Source extract:
---*---
Medical devices that help paralyzed patients regain functionality and sensation got a push forward with government approval of a key radio frequency tuned to transmitting signals through the body.
Medical Micropower Networks transmit radio signals among multiple devices implanted in the body to activate and monitor nerves and muscles.
Early versions of the technology have allowed paraplegics to stand and the devices hold promise for patients with spinal cord injuries, traumatic brain injuries, stokes and other conditions by taking the place of damaged nerves.
"These broadband-enabled technologies are life-changing, impacting individuals, families, and communities in ways we can only begin to imagine," Federal Communications Commission chairman Julius Genachowski wrote in a prepared statement.
"This order is one of the most important the commission has adopted during my tenure, because the innovation it unleashes—medical micro power networks—has the potential to greatly improve the lives of those who are faced with some of today’s most difficult medical challenges," commissioner Mignon Clyburn wrote in his statement.
With the FCC’s green light to use the spectrum, the Alfred Mann Foundation plans to launch human trials and seek FDA clearance for MNN devices. The foundation has spent $115 million and 11 years developing the technology, according to Clyburn.
The AMF launched a petition to push the FCC to open up the spectrum by demonstrating that medical devices wouldn’t disrupt other technologies communicating on those frequencies.
"The FCC’s decision removes the most significant roadblock to helping people. The frequency that has been approved for use is the most efficient for penetrating tissue with radio waves and without which the new generation of our implantable neurostimulator technology would be impossible to advance," CEO David Hankin said in prepared remarks. "The FCC worked hard and our scientists, engineers and prospective patients congratulate them for making a giant step toward making veterans’ and others’ lives better."
In a written response to the decision, FCC Commissioner Robert McDowell lauded the AMF for its perseverance and offered an apology on behalf of the government.
"Regrettably, bureaucratic delay literally forced disabled patients to wait much longer than necessary to benefit from some amazing emerging technologies," he wrote. "Congratulations to the paralyzed patients who now have more than hope to support them – they will have the power of their own bodies. To you I also offer the apology of your government for consuming nearly half a decade to reach this point."
The FCC granted MMN systems a critical frequency band, between 413 megahertz and 457 megahertz, on which the transmitters may communicate. The same frequencies are used by the Dept. of Defense as well as amateur radio operators, Bloomberg reported.
---*---
Information:
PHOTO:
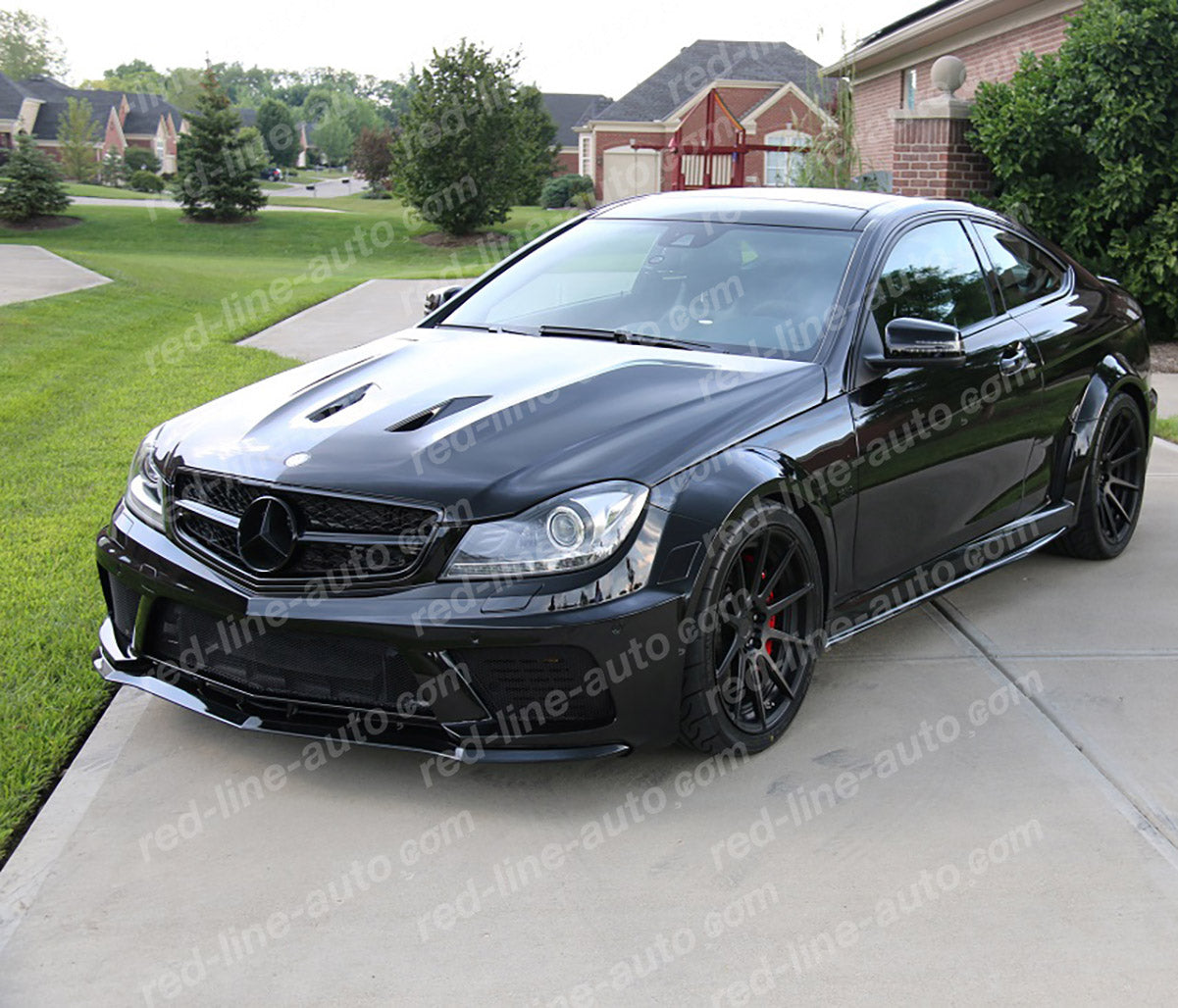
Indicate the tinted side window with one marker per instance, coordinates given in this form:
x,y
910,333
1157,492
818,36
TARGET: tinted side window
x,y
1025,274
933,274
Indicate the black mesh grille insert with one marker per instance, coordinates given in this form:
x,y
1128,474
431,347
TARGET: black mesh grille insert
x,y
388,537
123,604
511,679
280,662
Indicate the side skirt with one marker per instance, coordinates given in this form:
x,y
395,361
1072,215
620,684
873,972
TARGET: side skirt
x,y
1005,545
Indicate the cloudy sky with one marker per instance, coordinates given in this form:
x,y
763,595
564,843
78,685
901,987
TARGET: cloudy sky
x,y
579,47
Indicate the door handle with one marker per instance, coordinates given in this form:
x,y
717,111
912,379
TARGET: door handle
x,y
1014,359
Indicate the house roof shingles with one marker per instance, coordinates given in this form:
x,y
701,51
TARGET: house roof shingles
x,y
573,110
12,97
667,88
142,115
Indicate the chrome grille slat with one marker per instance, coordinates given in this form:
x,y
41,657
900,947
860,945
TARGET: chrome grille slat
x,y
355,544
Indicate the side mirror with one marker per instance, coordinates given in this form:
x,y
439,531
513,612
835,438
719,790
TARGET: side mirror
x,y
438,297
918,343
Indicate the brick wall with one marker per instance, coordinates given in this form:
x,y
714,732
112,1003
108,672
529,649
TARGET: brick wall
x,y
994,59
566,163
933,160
---*---
Reproduce the article on the FCC spectrum approval between "The AMF launched" and "on those frequencies.", inclusive, swapping "petition" for "campaign".

The AMF launched a campaign to push the FCC to open up the spectrum by demonstrating that medical devices wouldn’t disrupt other technologies communicating on those frequencies.